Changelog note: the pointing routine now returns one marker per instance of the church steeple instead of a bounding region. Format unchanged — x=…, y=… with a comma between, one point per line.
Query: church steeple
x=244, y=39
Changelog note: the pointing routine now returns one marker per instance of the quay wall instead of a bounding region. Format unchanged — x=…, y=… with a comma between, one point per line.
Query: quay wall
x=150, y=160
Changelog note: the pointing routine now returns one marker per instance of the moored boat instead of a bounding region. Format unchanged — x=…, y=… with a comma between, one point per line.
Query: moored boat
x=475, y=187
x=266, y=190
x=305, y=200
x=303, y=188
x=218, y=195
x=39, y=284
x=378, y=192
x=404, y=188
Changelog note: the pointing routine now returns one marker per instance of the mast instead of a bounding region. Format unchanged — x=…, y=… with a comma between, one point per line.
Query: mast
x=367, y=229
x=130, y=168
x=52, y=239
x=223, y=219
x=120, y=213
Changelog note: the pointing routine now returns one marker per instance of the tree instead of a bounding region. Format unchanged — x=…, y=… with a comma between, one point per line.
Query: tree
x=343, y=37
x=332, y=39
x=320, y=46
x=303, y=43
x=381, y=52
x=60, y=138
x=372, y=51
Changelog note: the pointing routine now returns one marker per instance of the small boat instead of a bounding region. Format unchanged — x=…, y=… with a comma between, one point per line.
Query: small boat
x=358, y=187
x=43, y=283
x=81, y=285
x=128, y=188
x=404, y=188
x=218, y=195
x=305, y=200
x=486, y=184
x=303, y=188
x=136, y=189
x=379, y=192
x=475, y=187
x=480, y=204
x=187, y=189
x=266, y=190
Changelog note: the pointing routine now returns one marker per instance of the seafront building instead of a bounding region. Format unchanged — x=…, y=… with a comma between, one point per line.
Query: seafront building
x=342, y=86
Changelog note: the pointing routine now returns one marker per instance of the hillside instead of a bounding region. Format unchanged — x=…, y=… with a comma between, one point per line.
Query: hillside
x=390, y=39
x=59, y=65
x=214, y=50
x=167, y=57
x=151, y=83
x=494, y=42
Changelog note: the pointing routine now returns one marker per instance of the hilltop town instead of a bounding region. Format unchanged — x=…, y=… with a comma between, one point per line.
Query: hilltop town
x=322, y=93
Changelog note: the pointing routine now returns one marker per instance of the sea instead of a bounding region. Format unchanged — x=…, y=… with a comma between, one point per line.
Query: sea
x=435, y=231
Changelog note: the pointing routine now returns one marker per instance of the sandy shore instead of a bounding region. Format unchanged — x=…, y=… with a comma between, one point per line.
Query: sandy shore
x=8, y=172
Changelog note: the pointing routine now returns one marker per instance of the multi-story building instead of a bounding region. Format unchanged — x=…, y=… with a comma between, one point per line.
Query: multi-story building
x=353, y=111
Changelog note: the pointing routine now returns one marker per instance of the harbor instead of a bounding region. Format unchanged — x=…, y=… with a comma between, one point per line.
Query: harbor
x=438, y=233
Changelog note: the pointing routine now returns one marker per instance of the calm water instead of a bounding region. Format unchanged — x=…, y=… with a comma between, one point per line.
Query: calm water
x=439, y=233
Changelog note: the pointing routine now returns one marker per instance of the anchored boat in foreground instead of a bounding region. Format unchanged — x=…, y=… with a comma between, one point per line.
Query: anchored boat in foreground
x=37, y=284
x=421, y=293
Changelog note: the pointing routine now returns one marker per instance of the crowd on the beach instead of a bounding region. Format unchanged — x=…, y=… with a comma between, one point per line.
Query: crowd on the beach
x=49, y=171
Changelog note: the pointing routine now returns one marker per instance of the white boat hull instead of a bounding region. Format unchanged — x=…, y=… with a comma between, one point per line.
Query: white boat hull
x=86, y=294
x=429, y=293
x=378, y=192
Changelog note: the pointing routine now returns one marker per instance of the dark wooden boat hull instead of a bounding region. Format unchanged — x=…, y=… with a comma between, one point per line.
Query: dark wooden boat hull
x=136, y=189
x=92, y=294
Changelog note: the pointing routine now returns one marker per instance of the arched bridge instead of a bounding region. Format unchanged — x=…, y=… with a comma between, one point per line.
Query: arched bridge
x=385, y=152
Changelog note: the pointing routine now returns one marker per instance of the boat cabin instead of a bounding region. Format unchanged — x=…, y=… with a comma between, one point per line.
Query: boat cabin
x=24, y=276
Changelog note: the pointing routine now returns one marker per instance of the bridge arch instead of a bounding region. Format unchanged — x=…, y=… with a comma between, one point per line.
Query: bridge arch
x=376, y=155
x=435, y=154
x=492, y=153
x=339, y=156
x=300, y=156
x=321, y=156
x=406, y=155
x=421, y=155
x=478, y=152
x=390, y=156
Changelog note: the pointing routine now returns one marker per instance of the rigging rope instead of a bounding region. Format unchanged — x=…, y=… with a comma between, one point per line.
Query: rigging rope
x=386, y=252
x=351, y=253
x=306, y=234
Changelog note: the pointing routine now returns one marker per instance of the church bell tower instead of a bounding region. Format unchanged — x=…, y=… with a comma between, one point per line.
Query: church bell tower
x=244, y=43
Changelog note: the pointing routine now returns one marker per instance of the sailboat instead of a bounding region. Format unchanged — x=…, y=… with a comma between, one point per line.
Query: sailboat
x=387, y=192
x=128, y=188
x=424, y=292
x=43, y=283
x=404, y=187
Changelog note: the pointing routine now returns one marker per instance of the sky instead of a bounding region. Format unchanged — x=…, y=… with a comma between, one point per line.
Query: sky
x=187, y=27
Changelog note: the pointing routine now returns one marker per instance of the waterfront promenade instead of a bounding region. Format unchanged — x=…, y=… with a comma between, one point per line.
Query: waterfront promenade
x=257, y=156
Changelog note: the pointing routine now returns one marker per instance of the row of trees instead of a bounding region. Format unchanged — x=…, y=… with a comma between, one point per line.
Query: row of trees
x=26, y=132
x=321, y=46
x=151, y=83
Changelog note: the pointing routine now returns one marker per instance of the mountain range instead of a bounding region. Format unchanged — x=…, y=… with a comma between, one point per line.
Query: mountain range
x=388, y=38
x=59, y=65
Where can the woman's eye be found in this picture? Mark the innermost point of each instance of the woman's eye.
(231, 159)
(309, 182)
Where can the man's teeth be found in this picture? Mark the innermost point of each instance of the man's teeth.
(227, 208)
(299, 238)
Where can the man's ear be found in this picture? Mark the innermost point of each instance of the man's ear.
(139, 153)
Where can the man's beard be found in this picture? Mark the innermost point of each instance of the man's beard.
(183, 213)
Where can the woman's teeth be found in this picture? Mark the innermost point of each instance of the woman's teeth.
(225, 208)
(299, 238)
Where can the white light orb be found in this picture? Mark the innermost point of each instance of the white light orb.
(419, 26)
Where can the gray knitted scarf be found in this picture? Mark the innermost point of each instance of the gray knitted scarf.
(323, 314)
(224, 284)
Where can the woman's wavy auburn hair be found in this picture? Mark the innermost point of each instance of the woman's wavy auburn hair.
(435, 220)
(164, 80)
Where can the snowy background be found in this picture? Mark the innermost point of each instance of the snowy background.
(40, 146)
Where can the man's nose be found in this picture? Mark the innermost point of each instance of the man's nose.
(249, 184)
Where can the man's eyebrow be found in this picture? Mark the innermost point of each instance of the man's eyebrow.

---

| EXERCISE |
The answer must be every record above, repeated exactly as written.

| THE ANSWER |
Changelog note: the pointing routine now returns one marker per instance of the church steeple instead of a bounding region. Format unchanged — x=…, y=… with a comma between, one point per line.
Query: church steeple
x=244, y=39
Changelog note: the pointing routine now returns one marker per instance of the quay wall instead of a bounding region. Format unchanged — x=…, y=… with a comma between, one point per line.
Query: quay wall
x=150, y=160
Changelog note: the pointing routine now returns one marker per instance of the moored boat instead of a bounding region. Format unchanged — x=…, y=… with a comma between, one point per line.
Query: moored boat
x=475, y=187
x=266, y=190
x=305, y=200
x=303, y=188
x=218, y=195
x=39, y=284
x=378, y=192
x=404, y=188
Changelog note: the pointing routine now returns one marker per instance of the mast instead of a bounding region. Format unchanged — x=…, y=… with a comma between, one point per line.
Query: mast
x=367, y=229
x=130, y=168
x=52, y=239
x=223, y=219
x=120, y=213
Changelog note: the pointing routine now returns one marker per instance of the tree instead of a bounding region. Format unchanged — x=…, y=… with a comma between, one point per line.
Query: tree
x=343, y=37
x=332, y=39
x=320, y=46
x=303, y=43
x=381, y=52
x=60, y=138
x=372, y=51
Changelog note: the pointing routine now returns one marker per instance of the small boat instead of a bounding region. Format unchanged — x=…, y=… with a comma between, one point per line.
Query: small boat
x=358, y=187
x=43, y=283
x=81, y=285
x=128, y=188
x=404, y=188
x=218, y=195
x=305, y=200
x=486, y=184
x=303, y=188
x=136, y=189
x=379, y=192
x=475, y=187
x=480, y=204
x=187, y=189
x=266, y=190
Changelog note: the pointing routine now returns one marker per instance of the seafront building instead of a bounding region. Format unchanged — x=…, y=… with a comma between, one point per line.
Query: seafront building
x=342, y=86
Changelog note: the pointing routine now returns one marker per instance of the hillside instead of a bounding region. Format unchanged — x=…, y=… with a comma between, one point per line.
Query: hillside
x=390, y=39
x=59, y=65
x=214, y=50
x=167, y=57
x=151, y=83
x=494, y=42
Changelog note: the pointing routine now returns one marker per instance of the hilltop town instead of a bounding region. Format unchanged — x=…, y=… with a comma between, one point per line.
Query: hilltop town
x=322, y=93
Changelog note: the pointing routine now returns one marker per instance of the sea instead of a bounding region. Format unchanged — x=…, y=… with a comma between, one point per line.
Query: sea
x=435, y=231
Changelog note: the pointing routine now returns one marker per instance of the sandy shore instead of a bounding region. Format unchanged — x=…, y=… with a comma between, one point per line.
Query: sandy shore
x=8, y=172
Changelog note: the pointing routine now returns one marker per instance of the multi-story building instead of a bounding region. Format unchanged — x=…, y=… with a comma between, one point per line.
Query: multi-story building
x=353, y=111
Changelog note: the pointing routine now returns one marker per instance of the harbor instead of a bounding region. Format unchanged — x=…, y=… with a comma between, one point per line.
Query: harbor
x=438, y=233
Changelog note: the pointing routine now returns one marker per instance of the calm water instead of a bounding region. Format unchanged — x=…, y=… with a comma between, one point per line.
Query: calm water
x=439, y=233
Changelog note: the pointing routine now returns one marker per instance of the anchored boat in foreground instead of a bounding region. Format unchanged — x=…, y=… with a comma between, one point per line.
Query: anchored boat in foreground
x=37, y=284
x=421, y=293
Changelog note: the pointing routine now returns one marker per instance of the crowd on the beach instead of a bounding region. Format unchanged — x=…, y=… with a comma between, one point per line.
Query: crowd on the beach
x=49, y=171
Changelog note: the pointing routine now returns one marker per instance of the white boat hull instead of a bounding region. Format unchanged — x=…, y=… with a comma between, one point per line.
Query: white boat hull
x=86, y=294
x=429, y=293
x=378, y=192
Changelog note: the pointing routine now returns one marker per instance of the dark wooden boat hull instead of a bounding region. Format unchanged — x=…, y=… with a comma between, one point per line.
Query: dark wooden boat hull
x=136, y=189
x=92, y=294
Changelog note: the pointing routine now returns one marker per instance of the arched bridge instead of a bounding region. Format unchanged — x=…, y=… with a comma between, one point per line.
Query: arched bridge
x=385, y=152
Changelog note: the pointing routine now returns one marker per instance of the boat cabin instead of a bounding region. Format unchanged — x=…, y=… with a comma between, one point per line.
Query: boat cabin
x=24, y=276
Changelog note: the pointing routine now returns one marker per instance of the bridge arch instead of a bounding region. Format unchanged — x=…, y=… with a comma between, one point per line.
Query: bridge arch
x=376, y=155
x=435, y=154
x=492, y=153
x=339, y=156
x=300, y=156
x=321, y=156
x=406, y=155
x=421, y=155
x=478, y=152
x=390, y=156
Changelog note: the pointing routine now returns one marker per instance of the rigging rope instead of a bounding region. Format unchanged — x=…, y=… with a comma between, one point per line.
Query: rigging rope
x=386, y=252
x=351, y=253
x=306, y=234
Changelog note: the pointing routine now returns one marker per instance of the church bell tower instead of a bounding region. Format unchanged — x=…, y=… with a comma between, one point per line.
Query: church bell tower
x=244, y=43
Changelog note: the pointing routine now returns one marker per instance of the sailboat instead of a bounding region. Format unchanged — x=…, y=… with a comma between, one point per line.
Query: sailboat
x=387, y=192
x=128, y=188
x=424, y=292
x=43, y=283
x=404, y=187
Changelog note: the pointing routine now returns one marker per instance of the sky instead of a bounding region. Format unchanged — x=…, y=… with a comma between, one point per line.
Query: sky
x=187, y=27
Changelog note: the pointing routine now returns one marker per instance of the waterfront promenade instead of a bounding region. Format unchanged — x=…, y=… with a comma between, one point per line.
Query: waterfront promenade
x=257, y=156
Changelog note: the pointing routine now returns one marker per instance of the row of trees instead of a bounding region. Format unchanged — x=…, y=… with a comma between, one point per line.
Query: row of trees
x=26, y=132
x=321, y=46
x=151, y=83
Changelog note: the pointing routine now returns one marker per instance of the mountain range instead of a bounding region. Format unchanged — x=…, y=… with a comma between, one point per line.
Query: mountain range
x=388, y=38
x=59, y=65
Where can the woman's eye be found in this picture? Mark the innermost point of each instance of the woman's eye.
(231, 159)
(309, 182)
Where can the man's teeth be found in this picture? Mark the innermost point of each instance of the man's teeth.
(227, 208)
(299, 238)
Where can the man's ear be found in this picture? Mark the innermost point of each instance of the man's ear.
(139, 153)
Where can the man's beard be found in this picture? Mark the innermost point of each instance of the man's beard.
(183, 213)
Where can the woman's teeth be found in this picture? Mark the innermost point of each instance of the woman's teeth.
(225, 208)
(299, 238)
Where can the white light orb be found in this picture? Mark the innermost point of each instance of the white light orb.
(419, 26)
Where can the gray knitted scarf be found in this picture? Mark the innermost point of each instance of the gray knitted scarf.
(323, 314)
(224, 284)
Where can the woman's wavy auburn hair be found in this picture? Mark the innermost point of each instance of the woman's wavy auburn hair.
(435, 220)
(164, 80)
Where can the snowy background be found in this picture? Mark the innermost point of each instance of the snowy background.
(40, 146)
Where can the man's nose be found in this picture? Mark the innermost point of each instance of the man's nose.
(249, 184)
Where can the man's eyebrow be found in this picture? Mark the innermost point of each instance of the man's eyebrow.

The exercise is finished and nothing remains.